(Dataset rows)
- - - - -
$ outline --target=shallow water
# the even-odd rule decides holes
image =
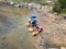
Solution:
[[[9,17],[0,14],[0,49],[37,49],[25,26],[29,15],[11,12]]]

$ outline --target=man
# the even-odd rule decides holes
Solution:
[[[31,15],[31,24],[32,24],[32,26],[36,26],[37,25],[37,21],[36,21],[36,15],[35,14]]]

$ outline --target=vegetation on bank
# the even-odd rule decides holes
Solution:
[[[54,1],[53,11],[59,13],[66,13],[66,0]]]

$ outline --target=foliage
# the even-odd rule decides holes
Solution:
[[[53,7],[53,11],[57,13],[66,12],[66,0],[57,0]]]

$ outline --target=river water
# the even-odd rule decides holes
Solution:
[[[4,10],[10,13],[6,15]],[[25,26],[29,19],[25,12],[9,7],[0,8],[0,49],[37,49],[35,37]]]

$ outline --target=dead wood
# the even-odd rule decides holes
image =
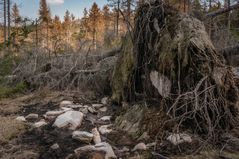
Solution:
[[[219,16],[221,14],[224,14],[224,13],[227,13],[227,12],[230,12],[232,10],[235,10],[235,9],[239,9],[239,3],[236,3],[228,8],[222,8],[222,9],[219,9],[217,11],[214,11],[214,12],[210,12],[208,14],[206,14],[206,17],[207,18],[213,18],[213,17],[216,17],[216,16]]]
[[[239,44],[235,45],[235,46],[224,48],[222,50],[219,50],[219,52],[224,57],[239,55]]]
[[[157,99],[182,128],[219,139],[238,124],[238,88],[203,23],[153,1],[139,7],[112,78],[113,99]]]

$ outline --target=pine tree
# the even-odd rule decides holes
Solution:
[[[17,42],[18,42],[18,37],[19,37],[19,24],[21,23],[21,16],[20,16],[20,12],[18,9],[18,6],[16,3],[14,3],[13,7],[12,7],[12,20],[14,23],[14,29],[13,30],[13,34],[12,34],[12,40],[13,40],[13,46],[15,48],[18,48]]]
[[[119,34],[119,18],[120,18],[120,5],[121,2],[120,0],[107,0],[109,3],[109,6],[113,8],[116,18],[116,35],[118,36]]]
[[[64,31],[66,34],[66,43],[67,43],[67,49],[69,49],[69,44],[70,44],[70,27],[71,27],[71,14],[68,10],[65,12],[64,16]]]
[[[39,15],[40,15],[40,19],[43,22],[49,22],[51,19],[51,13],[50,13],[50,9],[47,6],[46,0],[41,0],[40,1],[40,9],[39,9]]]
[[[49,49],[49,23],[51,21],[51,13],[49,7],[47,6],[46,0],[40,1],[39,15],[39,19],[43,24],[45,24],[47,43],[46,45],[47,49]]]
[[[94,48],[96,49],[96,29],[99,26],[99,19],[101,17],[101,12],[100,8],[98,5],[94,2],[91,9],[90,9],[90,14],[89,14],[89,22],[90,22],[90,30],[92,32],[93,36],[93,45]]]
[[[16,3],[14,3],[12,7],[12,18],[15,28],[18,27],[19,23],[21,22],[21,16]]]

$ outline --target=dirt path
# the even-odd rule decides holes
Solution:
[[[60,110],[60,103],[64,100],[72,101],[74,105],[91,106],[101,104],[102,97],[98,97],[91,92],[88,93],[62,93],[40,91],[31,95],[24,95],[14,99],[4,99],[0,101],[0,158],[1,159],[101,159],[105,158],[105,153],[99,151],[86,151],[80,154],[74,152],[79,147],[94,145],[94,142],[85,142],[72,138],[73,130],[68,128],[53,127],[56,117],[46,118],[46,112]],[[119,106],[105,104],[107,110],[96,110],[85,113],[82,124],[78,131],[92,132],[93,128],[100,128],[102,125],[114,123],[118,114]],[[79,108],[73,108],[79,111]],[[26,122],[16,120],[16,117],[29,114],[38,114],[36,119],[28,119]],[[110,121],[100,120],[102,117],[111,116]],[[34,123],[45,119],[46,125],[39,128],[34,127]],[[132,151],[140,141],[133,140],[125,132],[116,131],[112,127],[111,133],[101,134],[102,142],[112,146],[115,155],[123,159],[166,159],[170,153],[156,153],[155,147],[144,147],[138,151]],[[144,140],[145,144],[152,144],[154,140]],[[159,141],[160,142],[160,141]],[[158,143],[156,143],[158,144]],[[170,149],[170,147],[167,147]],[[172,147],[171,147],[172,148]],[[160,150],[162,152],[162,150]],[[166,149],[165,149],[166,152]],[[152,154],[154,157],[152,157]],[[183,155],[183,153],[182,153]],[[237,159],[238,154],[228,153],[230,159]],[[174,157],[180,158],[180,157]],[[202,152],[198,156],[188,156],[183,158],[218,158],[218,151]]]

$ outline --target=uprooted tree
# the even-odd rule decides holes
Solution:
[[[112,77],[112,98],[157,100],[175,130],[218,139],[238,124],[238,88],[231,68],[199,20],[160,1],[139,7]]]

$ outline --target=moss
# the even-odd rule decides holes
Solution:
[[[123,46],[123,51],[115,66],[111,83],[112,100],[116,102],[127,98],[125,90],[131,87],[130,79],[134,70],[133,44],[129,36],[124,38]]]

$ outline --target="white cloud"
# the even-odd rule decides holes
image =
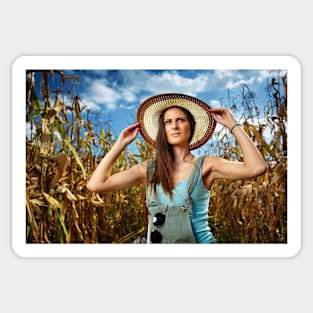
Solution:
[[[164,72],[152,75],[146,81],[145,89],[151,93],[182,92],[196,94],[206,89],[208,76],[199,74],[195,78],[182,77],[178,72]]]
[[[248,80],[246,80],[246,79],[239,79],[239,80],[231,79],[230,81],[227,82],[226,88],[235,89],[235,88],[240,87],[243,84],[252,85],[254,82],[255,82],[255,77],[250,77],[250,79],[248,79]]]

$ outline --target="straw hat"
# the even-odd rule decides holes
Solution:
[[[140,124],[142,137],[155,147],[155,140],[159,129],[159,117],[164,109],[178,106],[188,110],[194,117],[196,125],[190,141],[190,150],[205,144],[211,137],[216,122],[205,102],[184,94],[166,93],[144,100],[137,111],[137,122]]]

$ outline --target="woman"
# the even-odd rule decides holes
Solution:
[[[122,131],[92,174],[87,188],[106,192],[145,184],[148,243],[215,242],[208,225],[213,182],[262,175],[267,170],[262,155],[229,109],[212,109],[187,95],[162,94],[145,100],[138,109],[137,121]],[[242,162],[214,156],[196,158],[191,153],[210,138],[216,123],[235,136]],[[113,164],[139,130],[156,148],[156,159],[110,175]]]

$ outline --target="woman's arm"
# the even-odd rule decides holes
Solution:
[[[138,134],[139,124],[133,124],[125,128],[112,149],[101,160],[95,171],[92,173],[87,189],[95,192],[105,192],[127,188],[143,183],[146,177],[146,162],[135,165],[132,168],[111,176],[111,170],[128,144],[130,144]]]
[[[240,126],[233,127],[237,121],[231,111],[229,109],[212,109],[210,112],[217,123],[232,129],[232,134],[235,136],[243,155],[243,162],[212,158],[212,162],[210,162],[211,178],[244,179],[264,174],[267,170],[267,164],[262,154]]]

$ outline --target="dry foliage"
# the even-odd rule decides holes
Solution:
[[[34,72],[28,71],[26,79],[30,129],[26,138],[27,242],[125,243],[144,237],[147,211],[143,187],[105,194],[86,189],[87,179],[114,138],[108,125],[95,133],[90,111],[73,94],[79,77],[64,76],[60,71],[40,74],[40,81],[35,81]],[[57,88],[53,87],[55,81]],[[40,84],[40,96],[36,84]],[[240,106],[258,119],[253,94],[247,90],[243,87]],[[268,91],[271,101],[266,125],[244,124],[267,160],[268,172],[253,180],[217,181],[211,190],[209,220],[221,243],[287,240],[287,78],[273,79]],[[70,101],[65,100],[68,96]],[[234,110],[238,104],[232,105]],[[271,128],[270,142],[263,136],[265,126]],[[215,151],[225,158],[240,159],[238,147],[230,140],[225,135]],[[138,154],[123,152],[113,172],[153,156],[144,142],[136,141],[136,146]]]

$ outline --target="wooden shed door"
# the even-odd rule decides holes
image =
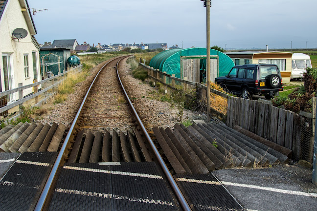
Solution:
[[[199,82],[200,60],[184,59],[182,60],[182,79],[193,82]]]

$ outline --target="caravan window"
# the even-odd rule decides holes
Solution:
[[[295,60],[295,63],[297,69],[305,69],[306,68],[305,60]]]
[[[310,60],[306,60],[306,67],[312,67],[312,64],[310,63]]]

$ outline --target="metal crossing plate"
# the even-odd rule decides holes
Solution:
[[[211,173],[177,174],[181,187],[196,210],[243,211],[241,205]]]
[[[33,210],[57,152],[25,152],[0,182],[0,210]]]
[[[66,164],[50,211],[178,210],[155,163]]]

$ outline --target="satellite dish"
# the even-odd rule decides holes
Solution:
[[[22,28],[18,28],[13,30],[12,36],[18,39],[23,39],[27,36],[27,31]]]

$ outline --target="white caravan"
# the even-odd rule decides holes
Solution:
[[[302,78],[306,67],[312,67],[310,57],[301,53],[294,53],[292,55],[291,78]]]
- - - - -
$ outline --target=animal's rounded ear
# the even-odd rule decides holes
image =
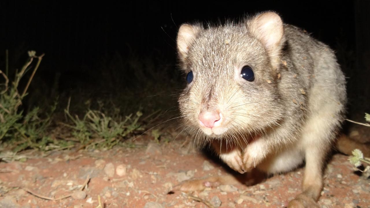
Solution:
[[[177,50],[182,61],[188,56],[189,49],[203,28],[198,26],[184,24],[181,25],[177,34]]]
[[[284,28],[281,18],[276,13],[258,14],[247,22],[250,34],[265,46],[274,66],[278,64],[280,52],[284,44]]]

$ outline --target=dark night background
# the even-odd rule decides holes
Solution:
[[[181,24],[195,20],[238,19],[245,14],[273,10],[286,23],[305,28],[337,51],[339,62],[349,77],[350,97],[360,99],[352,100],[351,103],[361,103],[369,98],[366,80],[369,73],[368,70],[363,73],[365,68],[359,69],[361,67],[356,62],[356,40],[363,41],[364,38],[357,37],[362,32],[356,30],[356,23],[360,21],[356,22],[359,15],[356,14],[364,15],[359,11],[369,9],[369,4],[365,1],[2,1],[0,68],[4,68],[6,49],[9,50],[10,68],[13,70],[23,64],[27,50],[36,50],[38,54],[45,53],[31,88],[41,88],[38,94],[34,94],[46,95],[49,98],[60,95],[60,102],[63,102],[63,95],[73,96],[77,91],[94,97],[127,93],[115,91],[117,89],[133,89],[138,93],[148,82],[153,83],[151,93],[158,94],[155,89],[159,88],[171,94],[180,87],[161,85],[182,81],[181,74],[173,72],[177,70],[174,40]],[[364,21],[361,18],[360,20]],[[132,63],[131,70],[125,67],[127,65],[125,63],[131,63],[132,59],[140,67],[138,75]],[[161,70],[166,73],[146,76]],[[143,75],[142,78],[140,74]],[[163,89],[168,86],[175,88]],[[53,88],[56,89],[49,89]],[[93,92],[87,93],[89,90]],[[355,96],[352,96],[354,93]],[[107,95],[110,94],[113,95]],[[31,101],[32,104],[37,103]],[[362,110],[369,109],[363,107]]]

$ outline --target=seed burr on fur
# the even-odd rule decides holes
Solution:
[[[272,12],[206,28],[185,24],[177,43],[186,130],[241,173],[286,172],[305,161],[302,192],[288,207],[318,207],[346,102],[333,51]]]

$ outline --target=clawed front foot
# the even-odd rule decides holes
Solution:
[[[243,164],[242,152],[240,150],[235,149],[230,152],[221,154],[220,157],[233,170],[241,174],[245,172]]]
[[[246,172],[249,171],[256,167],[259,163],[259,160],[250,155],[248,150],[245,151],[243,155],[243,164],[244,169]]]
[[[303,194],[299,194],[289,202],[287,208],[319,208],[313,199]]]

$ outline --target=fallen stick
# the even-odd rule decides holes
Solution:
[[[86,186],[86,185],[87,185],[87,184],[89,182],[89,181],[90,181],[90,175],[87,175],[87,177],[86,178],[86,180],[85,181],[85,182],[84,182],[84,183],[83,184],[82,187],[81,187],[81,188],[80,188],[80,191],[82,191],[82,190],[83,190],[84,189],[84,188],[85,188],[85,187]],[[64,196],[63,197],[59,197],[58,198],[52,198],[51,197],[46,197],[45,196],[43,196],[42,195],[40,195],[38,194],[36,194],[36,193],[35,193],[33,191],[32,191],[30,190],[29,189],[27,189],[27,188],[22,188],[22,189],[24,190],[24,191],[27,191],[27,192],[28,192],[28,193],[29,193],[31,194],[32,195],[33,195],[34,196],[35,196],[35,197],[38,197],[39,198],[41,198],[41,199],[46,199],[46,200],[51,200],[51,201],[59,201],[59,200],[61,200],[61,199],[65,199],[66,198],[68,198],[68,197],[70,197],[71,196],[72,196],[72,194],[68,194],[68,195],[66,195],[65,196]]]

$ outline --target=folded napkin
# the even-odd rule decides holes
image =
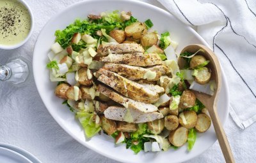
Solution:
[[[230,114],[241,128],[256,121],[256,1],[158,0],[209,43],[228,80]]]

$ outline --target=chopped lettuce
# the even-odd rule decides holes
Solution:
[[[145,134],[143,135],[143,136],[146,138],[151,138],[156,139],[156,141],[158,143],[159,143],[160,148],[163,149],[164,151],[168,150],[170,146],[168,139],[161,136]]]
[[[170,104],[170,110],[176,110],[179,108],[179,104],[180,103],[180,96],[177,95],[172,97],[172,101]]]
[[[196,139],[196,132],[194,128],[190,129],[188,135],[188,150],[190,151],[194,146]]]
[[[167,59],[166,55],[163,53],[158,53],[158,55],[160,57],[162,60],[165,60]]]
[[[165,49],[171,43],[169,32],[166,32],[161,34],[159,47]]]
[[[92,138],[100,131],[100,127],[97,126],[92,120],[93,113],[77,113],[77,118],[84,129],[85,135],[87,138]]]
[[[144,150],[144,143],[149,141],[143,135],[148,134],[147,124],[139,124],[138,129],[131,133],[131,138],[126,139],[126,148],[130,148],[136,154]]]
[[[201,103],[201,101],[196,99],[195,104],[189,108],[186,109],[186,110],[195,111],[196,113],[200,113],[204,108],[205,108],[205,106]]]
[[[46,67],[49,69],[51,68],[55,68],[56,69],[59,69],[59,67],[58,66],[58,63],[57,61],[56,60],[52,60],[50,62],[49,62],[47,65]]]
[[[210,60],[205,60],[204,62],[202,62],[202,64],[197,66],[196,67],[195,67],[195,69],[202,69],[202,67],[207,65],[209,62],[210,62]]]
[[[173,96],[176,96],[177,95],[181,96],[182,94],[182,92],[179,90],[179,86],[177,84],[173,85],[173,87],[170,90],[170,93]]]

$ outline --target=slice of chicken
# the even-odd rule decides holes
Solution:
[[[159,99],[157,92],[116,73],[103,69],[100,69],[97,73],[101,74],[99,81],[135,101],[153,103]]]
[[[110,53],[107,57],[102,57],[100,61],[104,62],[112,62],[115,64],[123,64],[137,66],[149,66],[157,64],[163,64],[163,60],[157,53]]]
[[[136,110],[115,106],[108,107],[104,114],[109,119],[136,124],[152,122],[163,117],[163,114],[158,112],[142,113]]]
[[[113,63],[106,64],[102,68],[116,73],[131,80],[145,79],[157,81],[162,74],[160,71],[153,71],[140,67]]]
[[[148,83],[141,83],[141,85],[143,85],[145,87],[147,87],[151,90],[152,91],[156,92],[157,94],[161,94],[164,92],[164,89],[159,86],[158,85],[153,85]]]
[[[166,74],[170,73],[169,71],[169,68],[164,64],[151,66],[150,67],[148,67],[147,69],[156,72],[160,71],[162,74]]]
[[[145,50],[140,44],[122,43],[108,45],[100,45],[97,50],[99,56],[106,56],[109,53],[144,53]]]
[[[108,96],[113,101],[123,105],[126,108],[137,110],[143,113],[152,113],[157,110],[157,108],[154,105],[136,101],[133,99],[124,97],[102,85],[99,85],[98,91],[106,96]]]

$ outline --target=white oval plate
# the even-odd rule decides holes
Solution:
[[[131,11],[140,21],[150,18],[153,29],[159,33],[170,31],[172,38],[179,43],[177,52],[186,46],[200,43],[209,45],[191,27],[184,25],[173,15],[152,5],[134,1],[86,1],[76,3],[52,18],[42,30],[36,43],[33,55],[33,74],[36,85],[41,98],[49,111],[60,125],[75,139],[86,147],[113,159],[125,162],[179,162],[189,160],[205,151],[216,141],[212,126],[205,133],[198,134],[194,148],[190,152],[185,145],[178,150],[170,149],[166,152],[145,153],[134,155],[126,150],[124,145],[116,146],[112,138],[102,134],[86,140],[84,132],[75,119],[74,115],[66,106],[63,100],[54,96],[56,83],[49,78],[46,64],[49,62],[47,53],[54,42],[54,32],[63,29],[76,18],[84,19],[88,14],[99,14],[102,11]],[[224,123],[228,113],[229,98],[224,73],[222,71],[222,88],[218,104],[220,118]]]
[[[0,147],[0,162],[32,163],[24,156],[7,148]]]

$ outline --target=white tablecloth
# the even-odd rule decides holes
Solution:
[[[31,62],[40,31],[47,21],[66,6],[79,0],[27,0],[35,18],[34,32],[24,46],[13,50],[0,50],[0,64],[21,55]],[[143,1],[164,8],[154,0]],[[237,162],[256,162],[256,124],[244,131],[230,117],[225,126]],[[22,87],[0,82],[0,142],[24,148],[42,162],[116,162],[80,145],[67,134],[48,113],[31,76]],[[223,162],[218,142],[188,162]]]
- - - - -
▸ **What is being asked**
Reproduce everything from the line containing "--target=dark night background" down to the line containing "[[[303,194],[299,194],[289,202],[287,208],[319,208],[313,199]]]", changing each "Solution" to "Answer" and leaving all else as it stands.

▸ **Answer to this task**
$ outline --target=dark night background
# the even-odd rule decides holes
Answer:
[[[181,24],[195,20],[238,19],[245,14],[273,10],[286,23],[305,28],[337,51],[339,62],[349,77],[350,97],[360,99],[352,100],[351,103],[361,103],[369,98],[366,80],[369,73],[368,70],[363,73],[365,68],[359,69],[361,67],[356,62],[356,40],[363,41],[364,38],[357,37],[362,32],[356,30],[356,23],[360,21],[356,22],[359,15],[356,14],[364,15],[359,11],[369,9],[369,4],[365,1],[2,1],[0,68],[4,68],[6,49],[9,50],[10,68],[13,70],[23,64],[27,50],[36,50],[38,54],[45,53],[31,88],[41,88],[38,94],[34,94],[46,95],[49,98],[60,95],[60,102],[63,102],[63,95],[73,96],[77,91],[94,97],[127,93],[115,91],[117,89],[133,89],[138,93],[148,82],[153,83],[151,93],[158,94],[155,89],[159,88],[171,94],[180,87],[161,85],[182,81],[181,74],[173,72],[177,70],[174,40]],[[364,21],[361,18],[360,20]],[[132,63],[131,70],[125,67],[127,65],[125,63],[131,63],[132,59],[140,67],[138,75]],[[161,70],[166,73],[146,76]],[[143,75],[142,78],[140,74]],[[163,89],[168,86],[175,88]],[[53,88],[56,89],[49,89]],[[93,92],[87,93],[89,90]],[[355,96],[352,96],[354,93]],[[107,95],[110,94],[113,95]],[[31,101],[32,104],[37,103]],[[362,110],[369,109],[363,107]]]

$ outline --target=seed burr on fur
# the even-odd rule decides holes
Answer:
[[[272,12],[206,28],[185,24],[177,43],[186,130],[241,173],[286,172],[305,161],[302,192],[288,207],[318,207],[346,102],[333,51]]]

$ outline --target=clawed front foot
# the even-odd rule decides holes
Answer:
[[[243,164],[242,152],[240,150],[235,149],[230,152],[221,154],[220,157],[233,170],[241,174],[245,172]]]
[[[246,172],[249,171],[256,167],[259,163],[259,160],[250,155],[248,150],[245,151],[243,155],[243,164],[244,169]]]
[[[303,194],[299,194],[289,202],[287,208],[319,208],[313,199]]]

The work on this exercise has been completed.